Report each line of the entries that includes "jeans" by copying it.

→ **Input**:
-=-=-=-=-
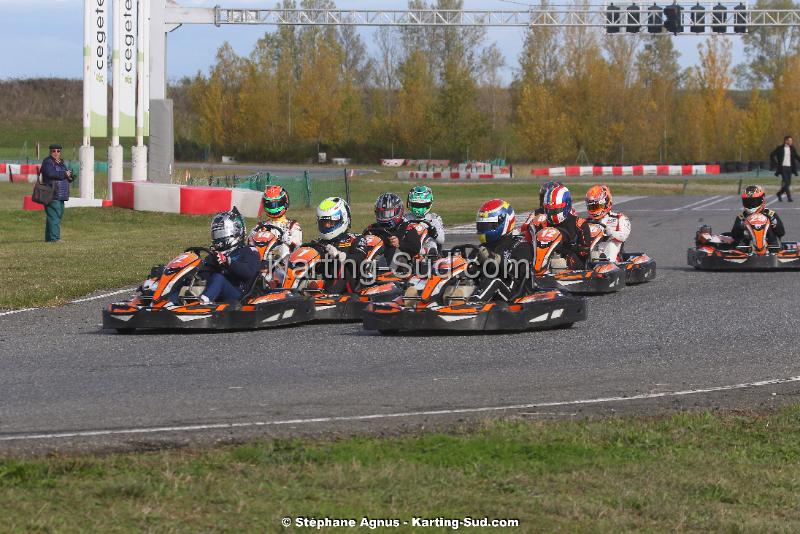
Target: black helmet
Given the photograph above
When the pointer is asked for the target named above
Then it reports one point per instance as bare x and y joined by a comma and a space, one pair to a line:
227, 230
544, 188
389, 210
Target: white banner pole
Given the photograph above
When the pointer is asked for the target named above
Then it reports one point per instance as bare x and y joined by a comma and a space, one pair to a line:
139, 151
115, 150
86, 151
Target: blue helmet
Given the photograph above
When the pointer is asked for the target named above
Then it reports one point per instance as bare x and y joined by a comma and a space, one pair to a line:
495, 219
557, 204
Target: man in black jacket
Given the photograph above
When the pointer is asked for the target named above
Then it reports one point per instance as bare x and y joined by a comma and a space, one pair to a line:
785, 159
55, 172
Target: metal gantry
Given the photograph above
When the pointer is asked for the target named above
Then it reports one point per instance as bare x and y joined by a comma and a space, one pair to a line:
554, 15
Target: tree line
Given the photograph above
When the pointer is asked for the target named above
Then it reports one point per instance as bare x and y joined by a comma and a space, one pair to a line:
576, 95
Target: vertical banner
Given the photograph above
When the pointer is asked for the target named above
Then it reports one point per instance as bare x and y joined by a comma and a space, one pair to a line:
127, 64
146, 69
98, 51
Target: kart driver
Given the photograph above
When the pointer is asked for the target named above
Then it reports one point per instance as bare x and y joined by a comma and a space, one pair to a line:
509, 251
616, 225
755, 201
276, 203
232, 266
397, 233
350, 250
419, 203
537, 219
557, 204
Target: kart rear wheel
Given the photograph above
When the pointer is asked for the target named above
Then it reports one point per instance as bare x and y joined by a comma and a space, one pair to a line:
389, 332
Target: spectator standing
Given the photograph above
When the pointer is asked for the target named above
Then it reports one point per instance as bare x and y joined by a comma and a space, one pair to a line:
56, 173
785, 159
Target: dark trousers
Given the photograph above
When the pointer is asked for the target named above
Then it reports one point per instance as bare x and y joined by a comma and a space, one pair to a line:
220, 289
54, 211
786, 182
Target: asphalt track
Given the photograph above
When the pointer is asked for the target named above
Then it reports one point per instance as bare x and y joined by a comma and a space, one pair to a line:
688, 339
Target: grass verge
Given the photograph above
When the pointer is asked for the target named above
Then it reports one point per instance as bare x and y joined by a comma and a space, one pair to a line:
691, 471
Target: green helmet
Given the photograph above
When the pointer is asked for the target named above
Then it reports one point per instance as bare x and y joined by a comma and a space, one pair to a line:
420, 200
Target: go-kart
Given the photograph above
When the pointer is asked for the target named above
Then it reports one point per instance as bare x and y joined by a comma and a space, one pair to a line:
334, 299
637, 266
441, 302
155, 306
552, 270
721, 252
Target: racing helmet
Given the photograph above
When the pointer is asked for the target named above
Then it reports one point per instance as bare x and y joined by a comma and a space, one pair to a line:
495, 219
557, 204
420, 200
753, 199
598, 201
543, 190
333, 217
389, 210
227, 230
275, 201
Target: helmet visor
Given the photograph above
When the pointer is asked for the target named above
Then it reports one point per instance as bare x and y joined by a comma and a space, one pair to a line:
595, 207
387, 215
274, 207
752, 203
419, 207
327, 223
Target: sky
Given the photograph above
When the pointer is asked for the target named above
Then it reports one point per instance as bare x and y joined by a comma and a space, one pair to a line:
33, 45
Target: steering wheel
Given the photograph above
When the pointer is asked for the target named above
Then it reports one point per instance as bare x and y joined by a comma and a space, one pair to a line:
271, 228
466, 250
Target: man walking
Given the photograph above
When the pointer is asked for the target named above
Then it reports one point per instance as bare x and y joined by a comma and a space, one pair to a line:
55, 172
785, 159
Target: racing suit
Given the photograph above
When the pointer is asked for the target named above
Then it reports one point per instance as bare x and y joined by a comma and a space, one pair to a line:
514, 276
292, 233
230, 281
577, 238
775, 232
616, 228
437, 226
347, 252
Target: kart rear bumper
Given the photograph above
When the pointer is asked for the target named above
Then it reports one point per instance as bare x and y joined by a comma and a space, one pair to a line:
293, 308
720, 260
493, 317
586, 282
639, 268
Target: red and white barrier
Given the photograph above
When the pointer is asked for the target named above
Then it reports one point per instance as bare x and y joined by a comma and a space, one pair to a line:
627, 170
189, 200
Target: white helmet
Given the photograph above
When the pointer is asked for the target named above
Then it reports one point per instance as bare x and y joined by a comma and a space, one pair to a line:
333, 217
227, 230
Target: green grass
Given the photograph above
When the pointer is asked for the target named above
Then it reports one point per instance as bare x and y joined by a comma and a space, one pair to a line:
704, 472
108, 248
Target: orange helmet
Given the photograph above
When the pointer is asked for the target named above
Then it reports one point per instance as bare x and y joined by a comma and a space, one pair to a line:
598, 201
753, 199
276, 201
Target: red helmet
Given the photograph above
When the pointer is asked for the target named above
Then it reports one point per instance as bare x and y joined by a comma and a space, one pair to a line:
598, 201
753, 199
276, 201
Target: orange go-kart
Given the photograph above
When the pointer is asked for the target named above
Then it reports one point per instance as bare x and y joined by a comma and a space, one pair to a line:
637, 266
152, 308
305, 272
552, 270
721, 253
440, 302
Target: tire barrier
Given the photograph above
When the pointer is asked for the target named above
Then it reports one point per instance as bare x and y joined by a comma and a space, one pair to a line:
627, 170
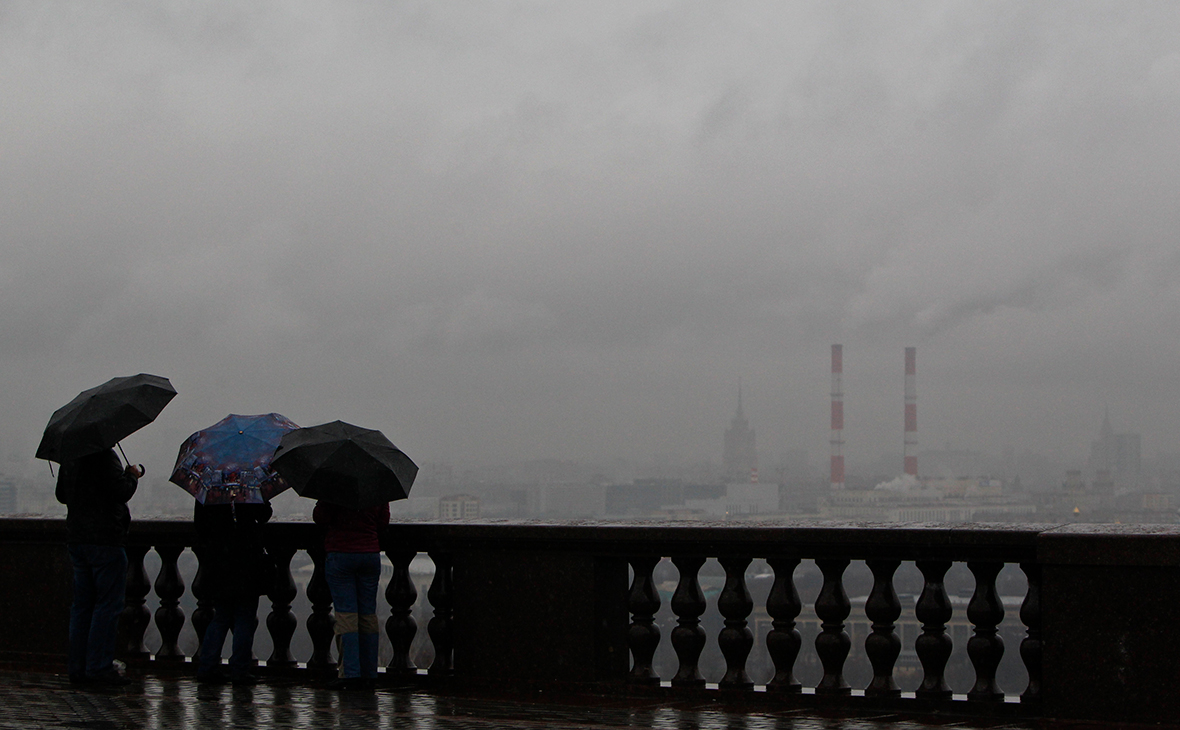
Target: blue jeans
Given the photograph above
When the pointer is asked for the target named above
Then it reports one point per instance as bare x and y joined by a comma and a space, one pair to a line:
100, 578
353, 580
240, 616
-=-=-=-=-
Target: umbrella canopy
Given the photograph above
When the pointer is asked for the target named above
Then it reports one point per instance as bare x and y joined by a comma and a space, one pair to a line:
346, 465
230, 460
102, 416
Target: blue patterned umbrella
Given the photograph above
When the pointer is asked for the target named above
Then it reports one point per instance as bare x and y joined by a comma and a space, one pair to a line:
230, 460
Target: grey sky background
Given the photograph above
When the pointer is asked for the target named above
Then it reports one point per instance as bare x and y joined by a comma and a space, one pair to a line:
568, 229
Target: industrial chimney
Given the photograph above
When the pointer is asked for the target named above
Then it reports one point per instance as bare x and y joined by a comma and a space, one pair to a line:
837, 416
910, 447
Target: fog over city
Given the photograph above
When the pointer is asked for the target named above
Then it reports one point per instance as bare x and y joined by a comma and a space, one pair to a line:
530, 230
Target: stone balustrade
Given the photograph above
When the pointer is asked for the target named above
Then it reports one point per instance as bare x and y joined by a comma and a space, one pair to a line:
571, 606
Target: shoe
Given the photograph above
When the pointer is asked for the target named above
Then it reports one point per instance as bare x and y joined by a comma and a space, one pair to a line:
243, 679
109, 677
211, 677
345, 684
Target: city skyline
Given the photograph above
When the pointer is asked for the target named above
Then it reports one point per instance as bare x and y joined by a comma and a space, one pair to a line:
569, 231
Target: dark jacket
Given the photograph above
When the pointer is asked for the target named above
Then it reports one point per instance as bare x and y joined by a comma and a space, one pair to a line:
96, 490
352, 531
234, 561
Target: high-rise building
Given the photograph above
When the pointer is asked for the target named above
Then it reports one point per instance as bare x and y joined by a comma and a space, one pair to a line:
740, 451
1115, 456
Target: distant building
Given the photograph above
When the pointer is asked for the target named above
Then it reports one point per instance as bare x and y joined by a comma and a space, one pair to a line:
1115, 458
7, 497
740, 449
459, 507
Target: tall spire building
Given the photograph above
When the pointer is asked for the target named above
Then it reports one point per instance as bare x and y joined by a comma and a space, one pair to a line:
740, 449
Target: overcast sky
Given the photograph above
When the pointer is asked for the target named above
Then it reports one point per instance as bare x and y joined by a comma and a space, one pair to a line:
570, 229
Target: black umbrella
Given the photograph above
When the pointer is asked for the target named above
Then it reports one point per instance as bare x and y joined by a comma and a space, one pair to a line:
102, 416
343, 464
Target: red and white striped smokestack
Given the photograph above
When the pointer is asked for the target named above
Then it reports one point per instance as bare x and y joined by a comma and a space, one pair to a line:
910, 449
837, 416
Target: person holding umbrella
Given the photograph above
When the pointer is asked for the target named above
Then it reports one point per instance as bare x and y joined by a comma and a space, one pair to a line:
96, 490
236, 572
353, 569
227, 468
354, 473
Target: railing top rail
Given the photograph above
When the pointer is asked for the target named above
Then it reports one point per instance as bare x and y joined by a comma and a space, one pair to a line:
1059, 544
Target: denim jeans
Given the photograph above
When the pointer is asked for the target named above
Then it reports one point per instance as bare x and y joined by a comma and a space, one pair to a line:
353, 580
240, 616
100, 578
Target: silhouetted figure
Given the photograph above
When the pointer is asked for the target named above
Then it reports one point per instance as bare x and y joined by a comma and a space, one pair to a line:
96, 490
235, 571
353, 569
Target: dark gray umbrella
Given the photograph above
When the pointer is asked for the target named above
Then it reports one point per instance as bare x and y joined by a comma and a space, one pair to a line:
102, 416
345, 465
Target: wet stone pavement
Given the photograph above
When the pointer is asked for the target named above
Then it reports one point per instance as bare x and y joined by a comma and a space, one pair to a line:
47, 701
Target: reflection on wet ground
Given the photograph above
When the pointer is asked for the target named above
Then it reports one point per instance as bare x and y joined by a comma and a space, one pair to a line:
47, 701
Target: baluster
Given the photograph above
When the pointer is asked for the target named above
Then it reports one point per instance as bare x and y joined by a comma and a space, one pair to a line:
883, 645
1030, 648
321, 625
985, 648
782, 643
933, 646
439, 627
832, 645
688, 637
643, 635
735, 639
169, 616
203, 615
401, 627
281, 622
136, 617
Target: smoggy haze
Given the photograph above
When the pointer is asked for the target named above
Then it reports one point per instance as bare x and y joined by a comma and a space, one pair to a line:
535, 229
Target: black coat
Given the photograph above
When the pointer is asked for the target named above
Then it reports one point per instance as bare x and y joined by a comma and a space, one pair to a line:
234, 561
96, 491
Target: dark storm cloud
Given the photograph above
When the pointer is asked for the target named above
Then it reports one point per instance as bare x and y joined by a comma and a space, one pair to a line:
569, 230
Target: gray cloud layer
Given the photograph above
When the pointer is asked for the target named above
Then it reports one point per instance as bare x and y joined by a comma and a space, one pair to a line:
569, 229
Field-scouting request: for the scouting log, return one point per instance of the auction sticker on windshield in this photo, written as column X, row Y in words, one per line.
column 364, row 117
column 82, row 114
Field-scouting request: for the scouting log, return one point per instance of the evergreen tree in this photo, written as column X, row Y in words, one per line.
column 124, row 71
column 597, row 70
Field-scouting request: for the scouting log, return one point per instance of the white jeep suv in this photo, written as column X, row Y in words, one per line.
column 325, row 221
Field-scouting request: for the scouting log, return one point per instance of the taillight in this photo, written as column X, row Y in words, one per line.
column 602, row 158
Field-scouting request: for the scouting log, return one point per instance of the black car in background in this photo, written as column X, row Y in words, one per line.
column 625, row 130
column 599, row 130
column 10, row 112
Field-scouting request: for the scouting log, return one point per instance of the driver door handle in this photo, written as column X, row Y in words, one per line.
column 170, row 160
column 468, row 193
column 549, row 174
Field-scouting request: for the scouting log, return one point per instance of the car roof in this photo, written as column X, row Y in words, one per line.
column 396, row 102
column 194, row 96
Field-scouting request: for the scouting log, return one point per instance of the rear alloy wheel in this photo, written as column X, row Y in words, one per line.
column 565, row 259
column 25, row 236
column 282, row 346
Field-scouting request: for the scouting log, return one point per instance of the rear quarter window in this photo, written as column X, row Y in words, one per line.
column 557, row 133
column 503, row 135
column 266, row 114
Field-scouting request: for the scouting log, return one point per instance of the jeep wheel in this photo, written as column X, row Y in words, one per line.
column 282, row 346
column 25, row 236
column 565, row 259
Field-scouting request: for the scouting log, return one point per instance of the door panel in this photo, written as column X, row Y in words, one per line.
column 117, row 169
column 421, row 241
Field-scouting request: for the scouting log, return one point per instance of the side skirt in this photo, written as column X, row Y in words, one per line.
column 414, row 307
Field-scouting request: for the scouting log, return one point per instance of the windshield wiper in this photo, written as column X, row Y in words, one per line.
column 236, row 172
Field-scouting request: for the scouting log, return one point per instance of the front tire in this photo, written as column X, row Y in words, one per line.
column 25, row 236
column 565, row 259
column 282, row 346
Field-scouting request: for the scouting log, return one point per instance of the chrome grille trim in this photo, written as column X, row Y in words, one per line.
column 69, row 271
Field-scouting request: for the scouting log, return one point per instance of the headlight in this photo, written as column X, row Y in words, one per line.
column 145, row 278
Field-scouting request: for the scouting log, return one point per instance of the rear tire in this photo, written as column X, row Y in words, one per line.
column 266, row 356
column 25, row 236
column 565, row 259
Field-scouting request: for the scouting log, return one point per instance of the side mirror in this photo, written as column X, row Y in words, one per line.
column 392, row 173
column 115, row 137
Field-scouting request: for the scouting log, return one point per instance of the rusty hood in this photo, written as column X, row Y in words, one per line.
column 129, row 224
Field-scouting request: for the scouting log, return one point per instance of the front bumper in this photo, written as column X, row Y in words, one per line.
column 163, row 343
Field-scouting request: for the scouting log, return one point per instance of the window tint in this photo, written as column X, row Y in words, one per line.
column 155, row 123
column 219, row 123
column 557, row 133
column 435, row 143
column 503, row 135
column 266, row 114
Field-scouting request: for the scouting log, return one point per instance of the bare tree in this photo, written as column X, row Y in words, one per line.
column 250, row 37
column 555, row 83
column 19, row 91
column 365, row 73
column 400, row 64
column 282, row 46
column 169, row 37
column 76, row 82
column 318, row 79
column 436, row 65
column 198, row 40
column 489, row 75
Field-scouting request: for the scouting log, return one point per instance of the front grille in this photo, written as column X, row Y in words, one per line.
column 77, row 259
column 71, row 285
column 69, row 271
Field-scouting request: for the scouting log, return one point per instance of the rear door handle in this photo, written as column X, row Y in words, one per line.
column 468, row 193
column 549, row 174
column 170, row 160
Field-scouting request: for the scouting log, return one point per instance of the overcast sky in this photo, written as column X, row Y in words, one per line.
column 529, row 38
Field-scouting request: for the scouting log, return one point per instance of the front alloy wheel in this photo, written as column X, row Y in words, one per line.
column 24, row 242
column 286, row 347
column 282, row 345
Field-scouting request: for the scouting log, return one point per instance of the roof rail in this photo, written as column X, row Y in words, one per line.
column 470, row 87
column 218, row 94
-=-=-=-=-
→ **Finished task**:
Target: blue jeans
Target: denim jeans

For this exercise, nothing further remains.